EASA Airworthiness Directives Publishing Tool

Quote:
An A330 aeroplane, equipped with Angle of Attack (AoA) sensors with conic plates installed, recently experienced blockage of all sensors during climb, leading to autopilot disconnection and activation of the alpha protection (Alpha Prot) when Mach number was increased.
Based on the results of the subsequent analysis, it is suspected that these conic plates may have contributed to the event. Investigations are on-going to determine what caused the blockage of these AoA sensors.
Blockage of two or three AoA sensors at the same angle may cause the Alpha Prot of the normal law to activate. Under normal flight conditions (in normal law), if the Alpha Prot activates and Mach number increases, the flight control laws order a pitch down of the aeroplane that the flight crew may not be able to counteract with a side stick deflection, even in the full backward position.
This condition, if not corrected, could result in reduced control of the aeroplane.
condition on Airbus A330 and A340 aeroplanes.

» **DATA SHOWN**:
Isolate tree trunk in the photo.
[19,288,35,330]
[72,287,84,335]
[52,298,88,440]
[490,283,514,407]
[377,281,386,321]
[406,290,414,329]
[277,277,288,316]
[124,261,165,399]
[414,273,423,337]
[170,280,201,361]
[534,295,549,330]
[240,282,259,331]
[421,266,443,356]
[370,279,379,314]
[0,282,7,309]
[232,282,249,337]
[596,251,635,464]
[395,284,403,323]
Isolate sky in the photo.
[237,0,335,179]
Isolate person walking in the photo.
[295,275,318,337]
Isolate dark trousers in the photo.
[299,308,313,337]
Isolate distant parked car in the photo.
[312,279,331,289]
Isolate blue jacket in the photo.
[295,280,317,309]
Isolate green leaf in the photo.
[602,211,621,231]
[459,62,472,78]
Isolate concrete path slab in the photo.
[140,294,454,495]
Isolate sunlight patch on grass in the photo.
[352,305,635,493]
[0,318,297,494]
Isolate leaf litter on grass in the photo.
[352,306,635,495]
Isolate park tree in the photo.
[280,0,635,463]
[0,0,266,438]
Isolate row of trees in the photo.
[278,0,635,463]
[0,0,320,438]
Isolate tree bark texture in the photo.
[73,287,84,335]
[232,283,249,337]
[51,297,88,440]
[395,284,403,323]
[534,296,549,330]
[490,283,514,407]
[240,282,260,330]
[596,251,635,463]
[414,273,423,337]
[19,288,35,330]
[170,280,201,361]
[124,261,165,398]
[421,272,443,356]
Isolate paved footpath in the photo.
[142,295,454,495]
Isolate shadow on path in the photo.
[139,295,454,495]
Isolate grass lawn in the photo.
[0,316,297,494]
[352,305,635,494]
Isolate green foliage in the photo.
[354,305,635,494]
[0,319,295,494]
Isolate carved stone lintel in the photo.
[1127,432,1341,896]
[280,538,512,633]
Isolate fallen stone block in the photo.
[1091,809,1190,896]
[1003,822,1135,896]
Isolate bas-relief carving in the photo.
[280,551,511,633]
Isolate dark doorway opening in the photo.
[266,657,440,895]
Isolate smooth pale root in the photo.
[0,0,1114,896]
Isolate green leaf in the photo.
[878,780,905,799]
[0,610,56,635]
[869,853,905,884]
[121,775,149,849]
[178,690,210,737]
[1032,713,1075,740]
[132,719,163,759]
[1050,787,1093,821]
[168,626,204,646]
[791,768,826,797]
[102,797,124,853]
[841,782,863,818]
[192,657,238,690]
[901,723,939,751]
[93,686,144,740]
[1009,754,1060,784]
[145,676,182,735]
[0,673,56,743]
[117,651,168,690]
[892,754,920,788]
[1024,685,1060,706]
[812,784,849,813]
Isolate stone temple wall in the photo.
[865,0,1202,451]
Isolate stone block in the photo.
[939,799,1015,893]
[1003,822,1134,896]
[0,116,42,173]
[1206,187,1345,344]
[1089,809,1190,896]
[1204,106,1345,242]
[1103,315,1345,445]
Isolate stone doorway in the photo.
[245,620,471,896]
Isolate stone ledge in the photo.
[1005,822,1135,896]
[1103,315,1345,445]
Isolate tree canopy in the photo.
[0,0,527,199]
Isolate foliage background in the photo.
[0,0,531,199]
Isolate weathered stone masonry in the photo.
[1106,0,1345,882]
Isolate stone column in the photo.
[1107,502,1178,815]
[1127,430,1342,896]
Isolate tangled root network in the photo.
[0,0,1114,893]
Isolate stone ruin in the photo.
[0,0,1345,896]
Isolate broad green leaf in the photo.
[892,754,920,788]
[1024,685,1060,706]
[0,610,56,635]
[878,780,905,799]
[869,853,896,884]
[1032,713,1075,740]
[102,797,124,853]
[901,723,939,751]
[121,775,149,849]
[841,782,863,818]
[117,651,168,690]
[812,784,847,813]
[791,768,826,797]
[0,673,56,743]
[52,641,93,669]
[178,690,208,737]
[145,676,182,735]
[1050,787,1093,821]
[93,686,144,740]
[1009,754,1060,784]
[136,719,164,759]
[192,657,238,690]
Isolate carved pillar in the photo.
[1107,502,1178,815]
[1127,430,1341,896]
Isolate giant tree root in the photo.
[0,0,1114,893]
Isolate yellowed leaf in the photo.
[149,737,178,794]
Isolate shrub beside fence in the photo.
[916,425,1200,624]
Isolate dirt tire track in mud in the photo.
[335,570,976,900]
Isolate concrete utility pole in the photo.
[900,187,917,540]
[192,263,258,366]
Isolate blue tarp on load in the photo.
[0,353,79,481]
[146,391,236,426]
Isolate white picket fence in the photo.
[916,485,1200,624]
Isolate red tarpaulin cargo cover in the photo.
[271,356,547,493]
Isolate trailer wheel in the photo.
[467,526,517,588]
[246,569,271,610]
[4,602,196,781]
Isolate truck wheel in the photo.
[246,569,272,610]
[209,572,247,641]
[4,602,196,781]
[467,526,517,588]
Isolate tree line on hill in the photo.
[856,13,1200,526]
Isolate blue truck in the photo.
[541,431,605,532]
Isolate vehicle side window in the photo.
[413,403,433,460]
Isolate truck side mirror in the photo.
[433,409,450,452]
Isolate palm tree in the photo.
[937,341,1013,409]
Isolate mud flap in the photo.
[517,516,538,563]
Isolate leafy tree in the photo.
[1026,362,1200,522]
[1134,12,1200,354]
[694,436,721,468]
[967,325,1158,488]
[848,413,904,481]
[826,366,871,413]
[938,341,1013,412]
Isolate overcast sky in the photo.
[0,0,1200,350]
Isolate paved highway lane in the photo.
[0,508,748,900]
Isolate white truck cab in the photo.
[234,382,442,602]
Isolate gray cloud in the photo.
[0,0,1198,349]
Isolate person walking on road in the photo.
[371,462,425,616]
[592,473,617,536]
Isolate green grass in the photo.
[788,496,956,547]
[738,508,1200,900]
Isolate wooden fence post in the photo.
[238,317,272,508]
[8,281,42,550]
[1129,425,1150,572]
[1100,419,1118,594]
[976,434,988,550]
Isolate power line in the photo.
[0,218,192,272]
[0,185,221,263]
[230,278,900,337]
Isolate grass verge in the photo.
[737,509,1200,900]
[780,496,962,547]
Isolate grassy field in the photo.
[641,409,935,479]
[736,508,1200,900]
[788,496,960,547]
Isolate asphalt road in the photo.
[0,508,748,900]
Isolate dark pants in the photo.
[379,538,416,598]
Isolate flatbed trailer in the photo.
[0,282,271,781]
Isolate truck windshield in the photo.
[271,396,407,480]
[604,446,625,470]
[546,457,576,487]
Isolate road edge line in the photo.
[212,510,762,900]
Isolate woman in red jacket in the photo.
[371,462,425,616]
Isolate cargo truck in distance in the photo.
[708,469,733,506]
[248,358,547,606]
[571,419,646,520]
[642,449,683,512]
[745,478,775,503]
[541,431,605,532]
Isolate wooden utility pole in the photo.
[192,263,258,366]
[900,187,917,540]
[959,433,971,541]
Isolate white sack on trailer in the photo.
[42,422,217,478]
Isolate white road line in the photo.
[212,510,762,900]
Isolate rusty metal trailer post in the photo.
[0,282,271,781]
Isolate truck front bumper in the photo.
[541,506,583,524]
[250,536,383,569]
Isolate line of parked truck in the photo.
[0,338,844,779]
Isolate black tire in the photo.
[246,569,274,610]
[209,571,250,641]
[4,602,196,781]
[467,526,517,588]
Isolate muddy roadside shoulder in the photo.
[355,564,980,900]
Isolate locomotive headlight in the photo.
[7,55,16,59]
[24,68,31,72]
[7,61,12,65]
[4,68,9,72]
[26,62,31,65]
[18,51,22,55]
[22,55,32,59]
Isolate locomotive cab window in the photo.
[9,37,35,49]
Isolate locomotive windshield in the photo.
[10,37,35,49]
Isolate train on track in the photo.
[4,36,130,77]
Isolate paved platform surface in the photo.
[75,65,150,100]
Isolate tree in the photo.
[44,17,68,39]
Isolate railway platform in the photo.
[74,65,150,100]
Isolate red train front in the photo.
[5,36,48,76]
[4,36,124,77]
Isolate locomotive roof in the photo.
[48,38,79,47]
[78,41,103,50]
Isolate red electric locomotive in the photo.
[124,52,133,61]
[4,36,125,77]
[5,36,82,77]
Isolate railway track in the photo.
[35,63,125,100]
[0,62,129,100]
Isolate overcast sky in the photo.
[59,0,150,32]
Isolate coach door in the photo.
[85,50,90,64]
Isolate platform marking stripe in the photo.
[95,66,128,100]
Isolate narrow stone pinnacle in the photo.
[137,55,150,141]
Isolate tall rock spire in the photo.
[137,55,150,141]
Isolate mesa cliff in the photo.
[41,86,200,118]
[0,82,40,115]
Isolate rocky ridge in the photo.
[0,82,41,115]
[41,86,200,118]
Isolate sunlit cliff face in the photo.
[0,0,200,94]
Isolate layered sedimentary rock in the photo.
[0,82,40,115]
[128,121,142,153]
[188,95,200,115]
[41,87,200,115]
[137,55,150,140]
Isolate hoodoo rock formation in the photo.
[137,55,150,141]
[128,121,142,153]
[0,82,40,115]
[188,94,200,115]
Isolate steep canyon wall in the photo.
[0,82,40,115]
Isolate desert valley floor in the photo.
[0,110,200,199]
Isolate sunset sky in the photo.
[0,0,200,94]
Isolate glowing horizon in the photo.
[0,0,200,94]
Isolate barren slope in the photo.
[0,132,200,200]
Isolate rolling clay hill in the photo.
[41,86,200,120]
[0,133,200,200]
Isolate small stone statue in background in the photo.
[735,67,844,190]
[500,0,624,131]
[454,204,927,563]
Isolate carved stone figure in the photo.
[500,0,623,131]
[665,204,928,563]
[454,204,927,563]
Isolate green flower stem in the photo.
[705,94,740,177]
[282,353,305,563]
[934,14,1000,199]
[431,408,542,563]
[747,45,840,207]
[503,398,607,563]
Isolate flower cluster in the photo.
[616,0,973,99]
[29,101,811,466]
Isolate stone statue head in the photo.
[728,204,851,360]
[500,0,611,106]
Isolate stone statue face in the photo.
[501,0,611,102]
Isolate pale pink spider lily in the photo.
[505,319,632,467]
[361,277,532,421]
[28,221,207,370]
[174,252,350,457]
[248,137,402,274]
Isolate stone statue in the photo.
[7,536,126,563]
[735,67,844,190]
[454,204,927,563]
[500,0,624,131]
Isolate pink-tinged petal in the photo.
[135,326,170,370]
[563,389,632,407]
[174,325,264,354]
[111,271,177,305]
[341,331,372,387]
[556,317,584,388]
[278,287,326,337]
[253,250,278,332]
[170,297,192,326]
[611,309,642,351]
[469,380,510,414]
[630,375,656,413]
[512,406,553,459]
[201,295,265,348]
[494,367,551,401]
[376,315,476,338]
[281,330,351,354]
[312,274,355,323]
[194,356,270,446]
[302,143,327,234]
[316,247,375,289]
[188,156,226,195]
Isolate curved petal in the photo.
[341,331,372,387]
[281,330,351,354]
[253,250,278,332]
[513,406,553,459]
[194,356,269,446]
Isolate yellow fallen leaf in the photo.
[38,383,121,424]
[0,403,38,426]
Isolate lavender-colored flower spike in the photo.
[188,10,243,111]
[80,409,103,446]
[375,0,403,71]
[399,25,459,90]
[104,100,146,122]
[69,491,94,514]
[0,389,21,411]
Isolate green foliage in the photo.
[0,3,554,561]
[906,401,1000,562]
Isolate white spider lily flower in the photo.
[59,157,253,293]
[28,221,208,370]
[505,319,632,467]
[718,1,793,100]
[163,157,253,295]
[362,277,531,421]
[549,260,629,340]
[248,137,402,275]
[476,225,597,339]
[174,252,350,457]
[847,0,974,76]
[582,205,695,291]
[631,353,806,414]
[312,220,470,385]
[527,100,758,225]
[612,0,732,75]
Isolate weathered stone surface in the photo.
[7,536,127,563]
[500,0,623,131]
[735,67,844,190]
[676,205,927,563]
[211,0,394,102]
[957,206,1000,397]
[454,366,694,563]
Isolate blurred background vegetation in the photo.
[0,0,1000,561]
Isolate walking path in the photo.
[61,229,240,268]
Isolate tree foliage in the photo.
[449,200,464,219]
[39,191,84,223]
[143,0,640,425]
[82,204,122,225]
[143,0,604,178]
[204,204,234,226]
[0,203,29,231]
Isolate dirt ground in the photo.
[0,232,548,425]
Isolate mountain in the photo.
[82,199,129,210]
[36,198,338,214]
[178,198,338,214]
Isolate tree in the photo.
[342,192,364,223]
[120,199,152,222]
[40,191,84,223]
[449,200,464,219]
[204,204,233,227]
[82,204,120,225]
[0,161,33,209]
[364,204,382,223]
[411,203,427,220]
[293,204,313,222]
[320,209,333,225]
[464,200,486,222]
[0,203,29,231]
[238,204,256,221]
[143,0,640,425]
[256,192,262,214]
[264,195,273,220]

» **REQUIRED TASKS**:
a: In the airworthiness directive excerpt, what did the blockage of all AoA sensors during climb lead to?
b: Rewrite everything in the airworthiness directive excerpt from "Blockage of two" down to "and A340 aeroplanes.", swapping "flight crew" for "pilots".

» **WRITTEN ANSWERS**:
a: Autopilot disconnection and activation of the alpha protection (Alpha Prot) when Mach number was increased.

b:
Blockage of two or three AoA sensors at the same angle may cause the Alpha Prot of the normal law to activate. Under normal flight conditions (in normal law), if the Alpha Prot activates and Mach number increases, the flight control laws order a pitch down of the aeroplane that the pilots may not be able to counteract with a side stick deflection, even in the full backward position.
This condition, if not corrected, could result in reduced control of the aeroplane.
condition on Airbus A330 and A340 aeroplanes.